It is worth noting that the economic growth rate in the UK for the first quarter stood at 0.6%.
On an annual basis, the growth rate for the second quarter was approximately 0.7%,
whereas markets had anticipated a growth rate of 0.9%.
The previous reading for the indicator had shown a rise of 0.9%.
This indicator measures the inflation-adjusted change in the value of all goods and services produced by the UK economy.
It holds great importance as it is considered the broadest measure of economic activity
and a key indicator of the overall health of the economy.
Oil
Oil prices rose as traders assessed the risks in the Middle East and China’s economic stimulus efforts.
Oil prices climbed as the market watched for how Iran would respond to the killing of Hezbollah leader Hassan Nasrallah by Israel.
Investors are also evaluating China’s steps to support its economy, the world’s largest oil importer.
Brent crude for December delivery, the most active contract, surpassed $73 per barrel,
with West Texas Intermediate trading above $69 per barrel.
Nasrallah was killed in an airstrike on the Lebanese capital Beirut, delivering a major blow to the group and its sponsor, Tehran.
Meanwhile, Israeli occupation aircraft bombed targets in Yemen after attacks by Iranian-backed Houthi rebels earlier this month.
Despite this, oil remains low this year, as rising tensions in the Middle East have not yet escalated into a full-blown confrontation that could threaten oil supplies from the region. At the same time, global production remains abundant,
with “OPEC+” planning to ease production cuts, and China’s slowdown has weakened demand,
although recent stimulus measures by Beijing may offset some of this impact.

_TASKS TO PERFORM_
a) According to the market update, what was the price of West Texas Intermediate?
b) Rewrite the market update starting at "Investors are also" and ending at "earlier this month.", changing "airstrike" to "air raid".
The recorded data is separate material, unrelated to the market update.

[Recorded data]
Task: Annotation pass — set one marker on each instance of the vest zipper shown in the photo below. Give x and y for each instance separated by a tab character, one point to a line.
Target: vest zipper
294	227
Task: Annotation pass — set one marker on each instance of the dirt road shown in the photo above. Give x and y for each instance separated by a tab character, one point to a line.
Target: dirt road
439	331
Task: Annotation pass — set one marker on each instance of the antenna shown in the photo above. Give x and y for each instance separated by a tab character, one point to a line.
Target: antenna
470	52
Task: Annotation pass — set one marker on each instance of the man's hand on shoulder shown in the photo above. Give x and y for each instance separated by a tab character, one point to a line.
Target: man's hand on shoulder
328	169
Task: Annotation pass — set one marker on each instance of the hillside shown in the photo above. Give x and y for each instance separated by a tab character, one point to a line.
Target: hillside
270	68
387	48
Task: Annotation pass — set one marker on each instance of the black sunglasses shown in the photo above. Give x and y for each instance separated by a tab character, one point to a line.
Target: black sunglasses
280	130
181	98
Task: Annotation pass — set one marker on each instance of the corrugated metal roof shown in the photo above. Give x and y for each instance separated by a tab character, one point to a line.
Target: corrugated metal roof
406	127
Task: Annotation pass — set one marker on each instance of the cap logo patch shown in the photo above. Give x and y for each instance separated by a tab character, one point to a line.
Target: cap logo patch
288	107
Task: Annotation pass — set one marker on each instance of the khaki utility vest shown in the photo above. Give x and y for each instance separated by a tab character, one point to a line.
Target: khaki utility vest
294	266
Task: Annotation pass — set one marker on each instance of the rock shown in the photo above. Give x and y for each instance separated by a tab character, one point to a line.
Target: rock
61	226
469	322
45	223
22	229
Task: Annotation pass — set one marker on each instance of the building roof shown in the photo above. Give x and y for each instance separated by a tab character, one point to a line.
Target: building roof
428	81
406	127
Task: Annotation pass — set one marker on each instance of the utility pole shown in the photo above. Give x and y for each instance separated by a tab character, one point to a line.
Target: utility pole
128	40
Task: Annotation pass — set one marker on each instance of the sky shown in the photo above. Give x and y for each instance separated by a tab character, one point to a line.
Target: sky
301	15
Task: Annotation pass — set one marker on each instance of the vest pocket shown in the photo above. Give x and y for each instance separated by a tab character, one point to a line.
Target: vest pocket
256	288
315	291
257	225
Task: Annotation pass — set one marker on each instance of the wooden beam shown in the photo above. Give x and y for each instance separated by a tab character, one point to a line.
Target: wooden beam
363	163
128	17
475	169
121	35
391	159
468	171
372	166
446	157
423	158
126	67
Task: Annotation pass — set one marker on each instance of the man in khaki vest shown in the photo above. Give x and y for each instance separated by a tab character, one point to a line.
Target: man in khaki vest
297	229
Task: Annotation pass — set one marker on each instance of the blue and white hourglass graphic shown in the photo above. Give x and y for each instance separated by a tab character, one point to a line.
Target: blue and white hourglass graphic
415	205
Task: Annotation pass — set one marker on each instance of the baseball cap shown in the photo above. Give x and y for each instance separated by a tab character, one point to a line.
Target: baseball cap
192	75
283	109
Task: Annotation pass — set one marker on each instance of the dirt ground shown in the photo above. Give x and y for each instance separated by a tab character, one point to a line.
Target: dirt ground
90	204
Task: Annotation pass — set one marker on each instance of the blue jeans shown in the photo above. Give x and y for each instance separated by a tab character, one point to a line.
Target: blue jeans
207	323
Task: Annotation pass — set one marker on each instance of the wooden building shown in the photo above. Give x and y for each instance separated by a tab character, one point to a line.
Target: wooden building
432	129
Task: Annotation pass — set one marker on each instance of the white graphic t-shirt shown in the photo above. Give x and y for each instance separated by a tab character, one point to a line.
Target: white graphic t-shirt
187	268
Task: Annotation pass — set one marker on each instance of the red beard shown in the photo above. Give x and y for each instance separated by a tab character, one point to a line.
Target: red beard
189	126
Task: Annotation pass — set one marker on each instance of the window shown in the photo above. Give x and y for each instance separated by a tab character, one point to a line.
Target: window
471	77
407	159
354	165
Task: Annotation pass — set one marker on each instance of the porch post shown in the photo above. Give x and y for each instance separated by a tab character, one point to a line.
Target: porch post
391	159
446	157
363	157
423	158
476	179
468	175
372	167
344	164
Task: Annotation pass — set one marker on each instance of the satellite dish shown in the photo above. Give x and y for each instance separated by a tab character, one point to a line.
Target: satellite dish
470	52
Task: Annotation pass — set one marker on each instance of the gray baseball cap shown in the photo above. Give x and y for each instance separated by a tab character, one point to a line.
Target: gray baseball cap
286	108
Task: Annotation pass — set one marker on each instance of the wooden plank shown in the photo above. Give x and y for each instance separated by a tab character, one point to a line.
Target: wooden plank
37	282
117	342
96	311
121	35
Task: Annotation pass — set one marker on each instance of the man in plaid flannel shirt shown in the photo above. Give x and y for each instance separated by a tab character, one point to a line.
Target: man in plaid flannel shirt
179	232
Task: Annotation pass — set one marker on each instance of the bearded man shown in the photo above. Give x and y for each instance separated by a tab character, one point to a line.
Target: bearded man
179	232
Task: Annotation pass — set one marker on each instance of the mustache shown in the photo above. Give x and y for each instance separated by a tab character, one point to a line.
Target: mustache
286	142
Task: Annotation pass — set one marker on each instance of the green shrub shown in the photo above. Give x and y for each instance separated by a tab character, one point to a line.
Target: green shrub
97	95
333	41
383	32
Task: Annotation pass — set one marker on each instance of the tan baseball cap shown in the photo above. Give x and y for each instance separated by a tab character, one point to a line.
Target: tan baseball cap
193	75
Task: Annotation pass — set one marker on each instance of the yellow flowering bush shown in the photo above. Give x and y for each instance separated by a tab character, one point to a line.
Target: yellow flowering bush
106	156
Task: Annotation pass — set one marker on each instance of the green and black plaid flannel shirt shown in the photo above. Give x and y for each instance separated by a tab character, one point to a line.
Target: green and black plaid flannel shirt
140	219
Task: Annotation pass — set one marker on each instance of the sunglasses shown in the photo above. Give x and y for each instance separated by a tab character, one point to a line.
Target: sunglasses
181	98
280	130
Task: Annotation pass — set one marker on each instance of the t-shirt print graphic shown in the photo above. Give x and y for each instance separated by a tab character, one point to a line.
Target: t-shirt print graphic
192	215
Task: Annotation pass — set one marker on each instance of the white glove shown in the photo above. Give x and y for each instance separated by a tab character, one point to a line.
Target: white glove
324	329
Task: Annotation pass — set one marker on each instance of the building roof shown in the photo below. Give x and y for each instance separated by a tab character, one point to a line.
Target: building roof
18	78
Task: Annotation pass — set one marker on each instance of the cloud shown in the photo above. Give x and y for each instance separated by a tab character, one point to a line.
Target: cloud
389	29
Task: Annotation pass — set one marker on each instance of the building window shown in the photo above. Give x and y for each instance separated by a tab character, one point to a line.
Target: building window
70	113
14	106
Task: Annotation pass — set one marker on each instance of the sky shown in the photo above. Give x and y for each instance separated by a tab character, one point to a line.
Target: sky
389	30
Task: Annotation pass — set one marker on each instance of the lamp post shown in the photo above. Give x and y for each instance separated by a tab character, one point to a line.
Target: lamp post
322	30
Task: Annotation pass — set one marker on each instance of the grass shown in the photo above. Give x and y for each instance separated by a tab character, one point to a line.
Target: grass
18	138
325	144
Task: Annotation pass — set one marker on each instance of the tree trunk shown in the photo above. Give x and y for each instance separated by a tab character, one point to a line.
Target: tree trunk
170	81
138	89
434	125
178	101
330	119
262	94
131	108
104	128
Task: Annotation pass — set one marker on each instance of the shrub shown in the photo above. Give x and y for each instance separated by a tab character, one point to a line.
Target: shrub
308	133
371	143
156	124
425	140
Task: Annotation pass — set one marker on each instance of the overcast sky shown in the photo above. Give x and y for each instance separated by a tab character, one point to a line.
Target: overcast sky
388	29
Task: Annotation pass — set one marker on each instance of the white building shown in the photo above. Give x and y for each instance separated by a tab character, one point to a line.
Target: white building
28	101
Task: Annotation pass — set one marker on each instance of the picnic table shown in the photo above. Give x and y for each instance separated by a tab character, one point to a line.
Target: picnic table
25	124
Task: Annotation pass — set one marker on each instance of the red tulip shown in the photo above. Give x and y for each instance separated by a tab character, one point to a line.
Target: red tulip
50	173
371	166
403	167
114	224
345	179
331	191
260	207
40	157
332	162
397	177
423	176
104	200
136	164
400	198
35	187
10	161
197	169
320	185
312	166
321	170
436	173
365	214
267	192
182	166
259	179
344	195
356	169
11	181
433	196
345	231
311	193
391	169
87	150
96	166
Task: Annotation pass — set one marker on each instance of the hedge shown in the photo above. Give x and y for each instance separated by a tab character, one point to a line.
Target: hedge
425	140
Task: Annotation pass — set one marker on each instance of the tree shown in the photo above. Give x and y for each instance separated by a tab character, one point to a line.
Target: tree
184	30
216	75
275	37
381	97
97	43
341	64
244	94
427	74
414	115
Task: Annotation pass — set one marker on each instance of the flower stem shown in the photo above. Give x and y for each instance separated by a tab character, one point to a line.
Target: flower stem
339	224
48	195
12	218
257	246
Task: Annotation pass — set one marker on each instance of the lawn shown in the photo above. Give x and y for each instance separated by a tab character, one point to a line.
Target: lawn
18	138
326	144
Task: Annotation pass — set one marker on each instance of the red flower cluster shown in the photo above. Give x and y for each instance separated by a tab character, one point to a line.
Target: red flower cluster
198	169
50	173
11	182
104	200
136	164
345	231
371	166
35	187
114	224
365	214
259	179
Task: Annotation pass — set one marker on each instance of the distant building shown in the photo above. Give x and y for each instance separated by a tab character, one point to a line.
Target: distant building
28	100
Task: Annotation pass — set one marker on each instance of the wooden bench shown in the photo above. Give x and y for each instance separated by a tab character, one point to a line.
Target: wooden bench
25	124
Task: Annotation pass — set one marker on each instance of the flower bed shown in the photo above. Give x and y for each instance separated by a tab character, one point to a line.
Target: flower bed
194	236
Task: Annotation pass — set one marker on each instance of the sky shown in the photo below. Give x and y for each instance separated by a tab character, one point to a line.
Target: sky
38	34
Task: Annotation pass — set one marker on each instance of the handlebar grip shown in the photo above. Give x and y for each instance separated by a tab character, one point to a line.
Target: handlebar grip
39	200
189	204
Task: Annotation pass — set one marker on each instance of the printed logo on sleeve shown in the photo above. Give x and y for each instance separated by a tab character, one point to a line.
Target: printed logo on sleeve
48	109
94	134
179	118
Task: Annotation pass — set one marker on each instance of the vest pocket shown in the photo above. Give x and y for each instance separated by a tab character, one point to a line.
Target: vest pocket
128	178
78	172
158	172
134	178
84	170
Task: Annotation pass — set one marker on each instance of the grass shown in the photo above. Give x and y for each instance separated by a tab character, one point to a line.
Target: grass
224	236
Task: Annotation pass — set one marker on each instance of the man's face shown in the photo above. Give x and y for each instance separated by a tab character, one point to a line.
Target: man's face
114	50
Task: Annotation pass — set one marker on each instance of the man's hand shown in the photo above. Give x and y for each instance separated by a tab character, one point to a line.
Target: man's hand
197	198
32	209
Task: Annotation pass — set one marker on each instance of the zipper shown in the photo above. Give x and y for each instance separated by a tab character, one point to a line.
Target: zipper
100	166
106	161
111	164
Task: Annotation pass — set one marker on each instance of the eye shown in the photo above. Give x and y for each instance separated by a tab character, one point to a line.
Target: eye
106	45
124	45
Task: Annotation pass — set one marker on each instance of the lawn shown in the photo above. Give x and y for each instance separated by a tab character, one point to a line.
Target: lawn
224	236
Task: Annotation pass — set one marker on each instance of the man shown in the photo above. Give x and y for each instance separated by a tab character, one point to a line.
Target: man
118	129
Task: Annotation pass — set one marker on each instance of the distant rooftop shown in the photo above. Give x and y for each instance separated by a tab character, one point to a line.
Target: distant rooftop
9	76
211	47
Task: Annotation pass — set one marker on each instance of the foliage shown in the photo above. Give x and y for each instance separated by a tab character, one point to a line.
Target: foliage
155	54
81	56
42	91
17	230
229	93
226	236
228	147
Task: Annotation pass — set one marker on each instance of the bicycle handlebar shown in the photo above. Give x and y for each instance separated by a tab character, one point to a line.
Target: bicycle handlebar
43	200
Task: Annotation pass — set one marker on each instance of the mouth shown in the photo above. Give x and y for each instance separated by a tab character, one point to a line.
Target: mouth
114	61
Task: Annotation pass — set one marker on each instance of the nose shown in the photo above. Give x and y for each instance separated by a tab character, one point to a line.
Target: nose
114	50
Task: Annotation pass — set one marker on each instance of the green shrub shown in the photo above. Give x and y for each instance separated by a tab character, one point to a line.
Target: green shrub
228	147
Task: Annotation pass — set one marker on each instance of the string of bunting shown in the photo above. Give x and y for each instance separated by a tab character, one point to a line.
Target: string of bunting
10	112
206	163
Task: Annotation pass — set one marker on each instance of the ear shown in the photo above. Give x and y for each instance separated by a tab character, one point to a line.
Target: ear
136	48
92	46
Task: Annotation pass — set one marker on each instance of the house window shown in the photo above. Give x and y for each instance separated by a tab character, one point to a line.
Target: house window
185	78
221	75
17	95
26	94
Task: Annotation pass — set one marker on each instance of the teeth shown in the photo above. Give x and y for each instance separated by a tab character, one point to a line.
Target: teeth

_THE RESULTS_
a) It was trading above $69 per barrel.

b)
Investors are also evaluating China’s steps to support its economy, the world’s largest oil importer.
Brent crude for December delivery, the most active contract, surpassed $73 per barrel,
with West Texas Intermediate trading above $69 per barrel.
Nasrallah was killed in an air raid on the Lebanese capital Beirut, delivering a major blow to the group and its sponsor, Tehran.
Meanwhile, Israeli occupation aircraft bombed targets in Yemen after attacks by Iranian-backed Houthi rebels earlier this month.